** What is needed **
Lay out every line of the entries below as a numbered list, skipping blank lines and omitting the pictures.

(Position annotation entries)
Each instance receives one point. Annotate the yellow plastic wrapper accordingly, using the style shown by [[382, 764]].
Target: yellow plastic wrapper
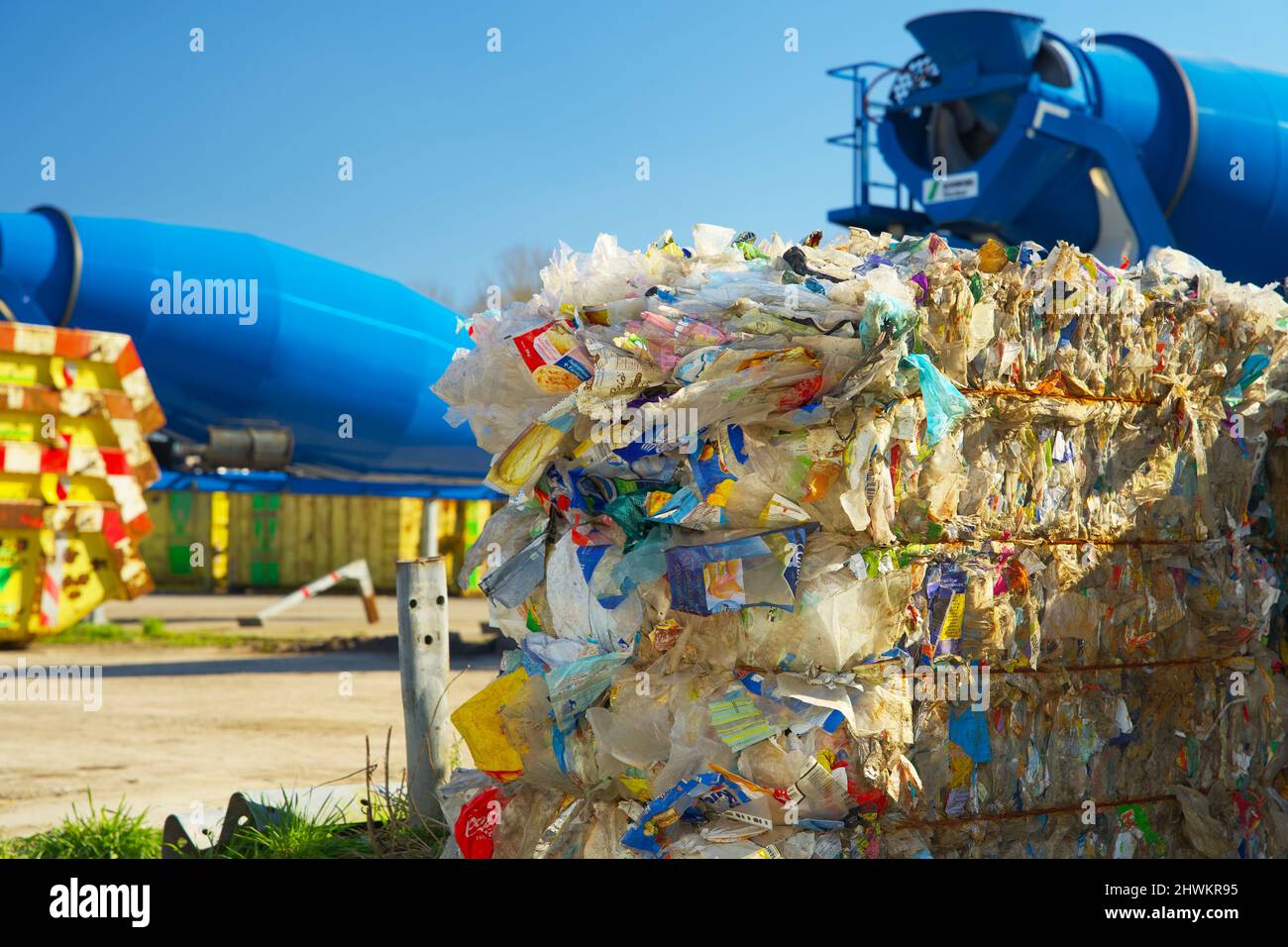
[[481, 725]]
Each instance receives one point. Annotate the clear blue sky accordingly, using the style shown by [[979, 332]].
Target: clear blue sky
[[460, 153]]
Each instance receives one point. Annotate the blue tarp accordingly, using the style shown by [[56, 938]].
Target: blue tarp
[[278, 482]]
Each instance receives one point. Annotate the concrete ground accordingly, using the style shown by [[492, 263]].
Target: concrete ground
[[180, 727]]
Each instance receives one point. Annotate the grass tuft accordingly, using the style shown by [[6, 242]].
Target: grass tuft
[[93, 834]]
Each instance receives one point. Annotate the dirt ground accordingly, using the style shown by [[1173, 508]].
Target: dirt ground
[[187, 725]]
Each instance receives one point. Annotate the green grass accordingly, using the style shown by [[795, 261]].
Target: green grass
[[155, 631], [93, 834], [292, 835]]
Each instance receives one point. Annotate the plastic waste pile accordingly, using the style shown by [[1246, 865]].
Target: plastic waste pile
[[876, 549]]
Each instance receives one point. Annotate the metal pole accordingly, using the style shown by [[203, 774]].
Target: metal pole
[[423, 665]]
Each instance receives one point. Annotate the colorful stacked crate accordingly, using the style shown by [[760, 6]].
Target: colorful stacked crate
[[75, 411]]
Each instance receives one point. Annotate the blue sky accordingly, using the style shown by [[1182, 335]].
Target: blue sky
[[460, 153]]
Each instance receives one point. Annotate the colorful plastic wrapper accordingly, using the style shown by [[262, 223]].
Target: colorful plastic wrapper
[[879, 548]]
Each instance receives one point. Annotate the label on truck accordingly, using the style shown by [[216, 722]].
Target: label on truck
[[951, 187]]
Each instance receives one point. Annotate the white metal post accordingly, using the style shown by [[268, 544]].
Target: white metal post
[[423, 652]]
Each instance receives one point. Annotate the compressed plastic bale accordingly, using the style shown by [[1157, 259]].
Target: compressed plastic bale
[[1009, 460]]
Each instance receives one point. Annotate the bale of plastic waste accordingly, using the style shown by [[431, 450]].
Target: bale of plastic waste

** Answer to the exercise **
1. Each instance receives one point. Annotate the yellow plastic wrapper accordingly, using the style shown by [[382, 764]].
2. Target: yellow plastic wrapper
3. [[481, 725]]
4. Each instance receives one point. Annotate the clear blue sky accordingly, using the style shown by [[979, 332]].
5. Target: clear blue sky
6. [[460, 153]]
7. Each instance receives one point. Annotate the blue tarp accordingly, using the style shown by [[56, 938]].
8. Target: blue tarp
9. [[278, 482]]
10. Each instance receives one point. Annotate the concrete ground accordingly, using the style shown by [[492, 263]].
11. Target: concrete ground
12. [[180, 727]]
13. Each instance receives one point. Annotate the grass tuft accordingly, using the style shown by [[6, 242]].
14. Target: grass tuft
15. [[93, 834]]
16. Each instance receives one point. Annotate the dirt ground accordingly, using the style shown by [[1173, 508]].
17. Target: dirt ground
18. [[187, 725]]
19. Each instance receives one point. Annotate the green grass accordingly, using the style shown by [[795, 261]].
20. Target: green grass
21. [[155, 631], [93, 834], [292, 835]]
22. Each instance receives one point. Annotate the plastic waste pile accordingly, using the style shown by [[1246, 865]].
23. Target: plastic waste pile
24. [[876, 549]]
25. Each instance receives one point. Annotate the metal pole accordingly, using the style shown by [[203, 774]].
26. Target: metal pole
27. [[423, 665]]
28. Each instance receives one point. Annotate the colorful stacked crate accordingly, using the style shown by [[760, 6]].
29. Target: colorful stacked crate
30. [[75, 411]]
31. Each instance receives one point. Annotate the blue sky accordingly, using the style shown by [[1182, 335]].
32. Target: blue sky
33. [[460, 153]]
34. Each instance receives one point. Annotate the colorful plastic wrapper accordingly, using the style shown by [[262, 223]].
35. Target: colorful plastic wrapper
36. [[879, 548]]
37. Each instance receives one point. Annotate the label on truck accordingly, using the style shown by [[216, 722]].
38. Target: label on truck
39. [[951, 187]]
40. Each instance receives one point. Annotate the white metal post accordingly, using the style shown by [[268, 544]].
41. Target: white metal post
42. [[423, 652]]
43. Each instance receives one point. Annotate the compressed plastic bale accordingly, using the style shown by [[1157, 259]].
44. Target: compressed plastic bale
45. [[1009, 460]]
46. Each instance receives one point. Annotate the bale of plastic waste accordingly, using the style shown by [[431, 450]].
47. Target: bale of plastic waste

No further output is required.